**Task**
From the passage about Saul and the teachers in Jerusalem, transcribe word for word the stretch that begins at "This was the" and ends after "at his feet.".

This was the place Saul wanted to see the most. His father was a Pharisee, one of the defenders of the Mosaic law, strict in his life and in his living. So, his father, and his grandfather before him, and Saul wanted to be a Pharisee, but there was also a name that he had heard spoken with great reverence and admiration, and that was the name of a teacher who held forth in Jerusalem. His name was Hillel, and he had lived to be a hundred years old. His son had sat at his feet.
Hillel had only recently died. Saul knew this, but he wanted to see the place where he had taught. And he went there to watch and to hear the son, Simon, hold forth on the teachings, the deepest understandings of the law of Moses. And beside Simon was his son, whose name was Gamaliel, and Saul listened with great intent. Would Simon be alive long enough for when Saul reached around 22 or 24 to be able to go to Jerusalem and live there and study under the great Simon, son of Hillel, or the great-grandson of Hillel, whose name is Gamaliel? But there was something else that he noticed, and that was that there was another cloister, an enclave right beside that one. Many students gathered around to listen to these men teach.

**Collected data**
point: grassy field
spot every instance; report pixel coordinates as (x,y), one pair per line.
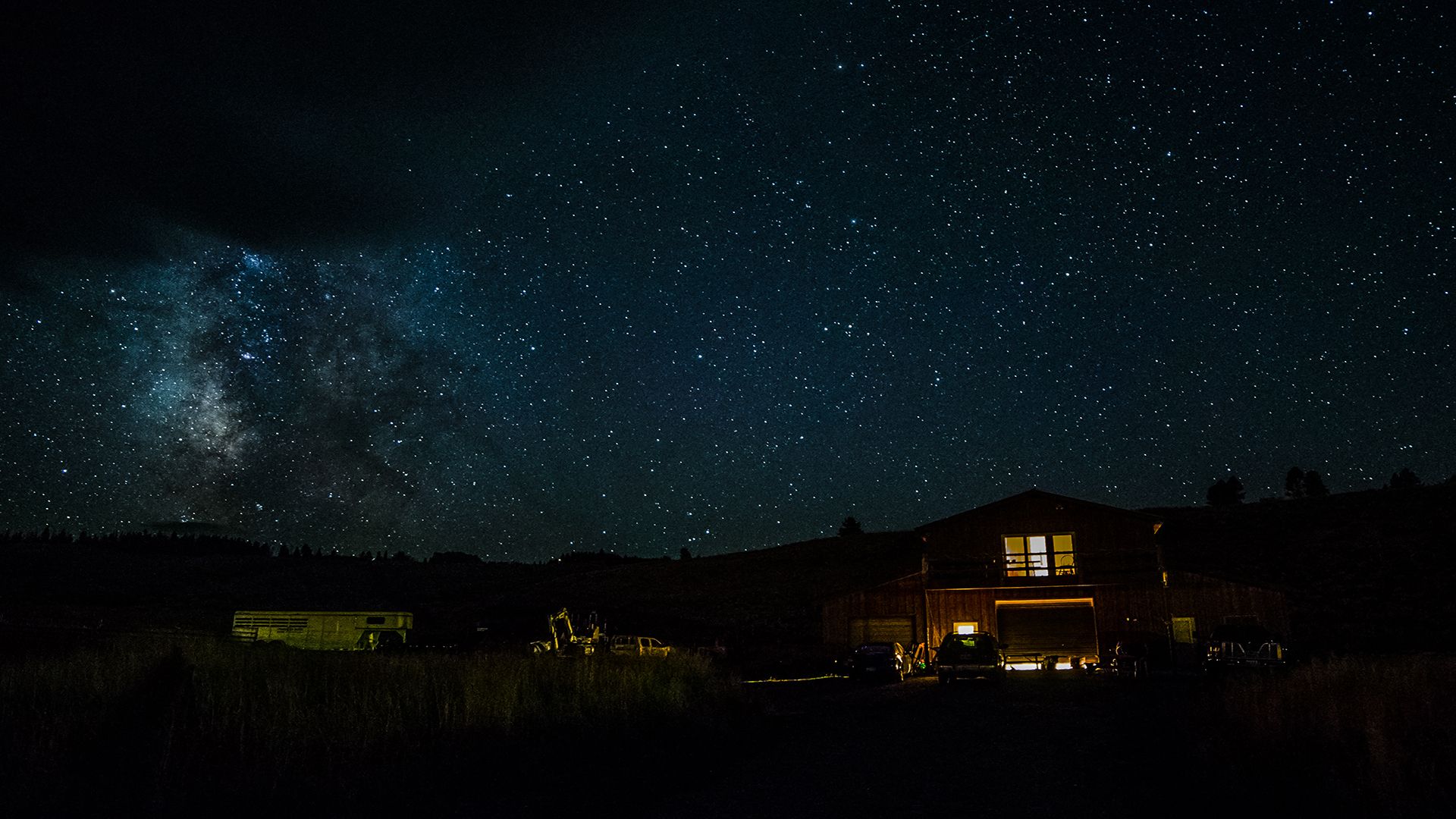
(1356,735)
(185,726)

**Result of the exercise**
This was the place Saul wanted to see the most. His father was a Pharisee, one of the defenders of the Mosaic law, strict in his life and in his living. So, his father, and his grandfather before him, and Saul wanted to be a Pharisee, but there was also a name that he had heard spoken with great reverence and admiration, and that was the name of a teacher who held forth in Jerusalem. His name was Hillel, and he had lived to be a hundred years old. His son had sat at his feet.